§ **Referring expression pointing data**
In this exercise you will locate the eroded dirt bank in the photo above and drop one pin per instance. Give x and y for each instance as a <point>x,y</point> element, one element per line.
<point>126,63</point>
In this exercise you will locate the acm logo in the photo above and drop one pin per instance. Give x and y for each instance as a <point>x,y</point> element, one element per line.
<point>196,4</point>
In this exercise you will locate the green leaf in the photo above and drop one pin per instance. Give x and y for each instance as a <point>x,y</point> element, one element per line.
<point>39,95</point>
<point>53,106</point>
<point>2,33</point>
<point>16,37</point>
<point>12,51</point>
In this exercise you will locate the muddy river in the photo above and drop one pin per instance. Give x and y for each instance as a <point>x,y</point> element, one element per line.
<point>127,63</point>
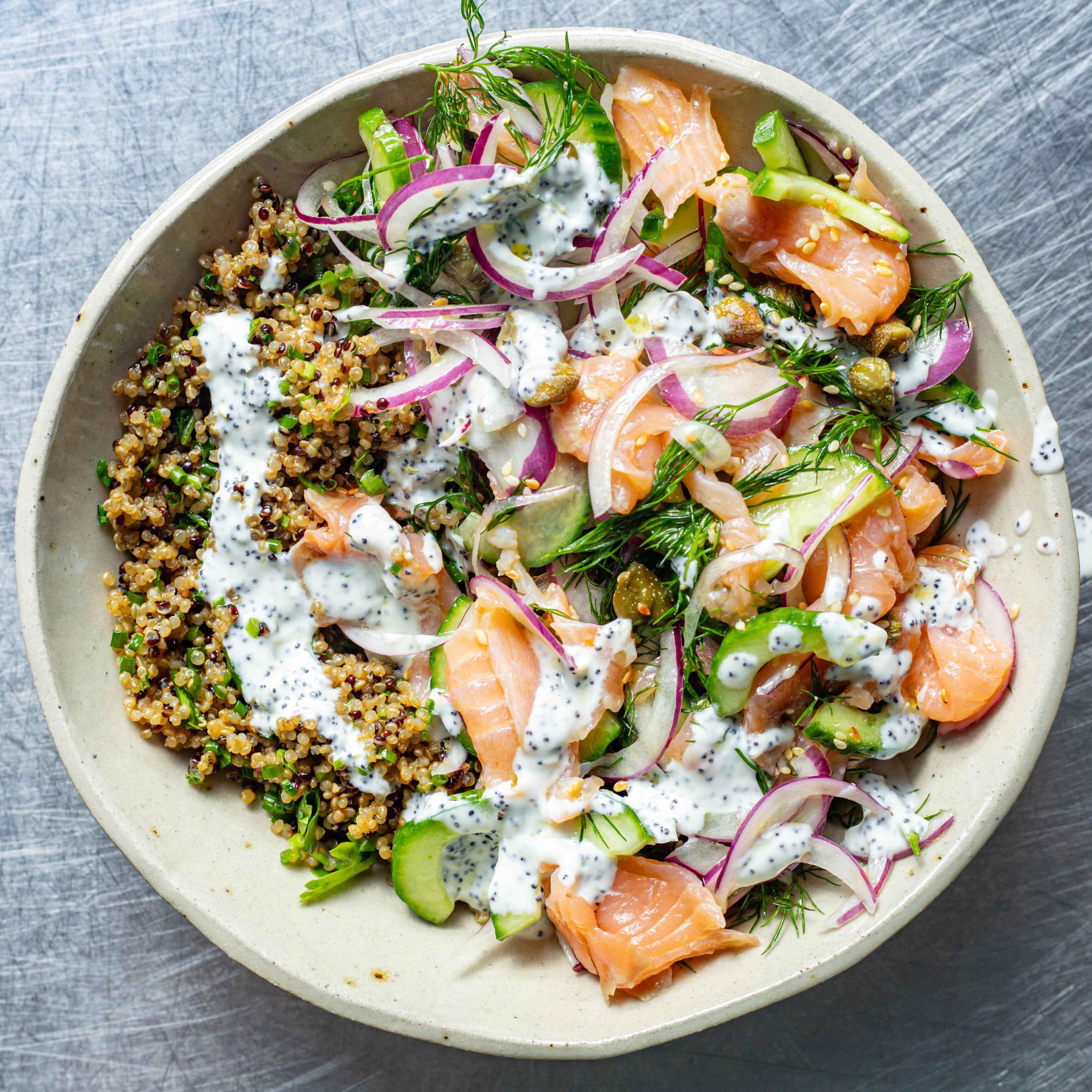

§ **About this exercise**
Line by line, transcribe the records exactly, omitting the images.

§ **Answer to this exercise**
In this exercise you will locate the eroded dirt bank in the photo above and drop one pin per instance. Give x and y for each instance as a <point>x,y</point> element, one element per line.
<point>126,63</point>
In this exercise you will locate the acm logo in the photo above and drop one pin per instance. Give x and y for each instance as a <point>x,y</point> element, one element per line.
<point>196,4</point>
In this exercise you will locate the green leaf in the photo above and drop one pin per instance. Give x and y for each instance as a <point>x,y</point> element, one element per line.
<point>39,95</point>
<point>53,106</point>
<point>2,33</point>
<point>16,37</point>
<point>12,51</point>
In this exercise you will locate the muddy river in the photo above and drop one pin per instance. Give x and y for each instance as a <point>x,y</point> element, one element per line.
<point>127,63</point>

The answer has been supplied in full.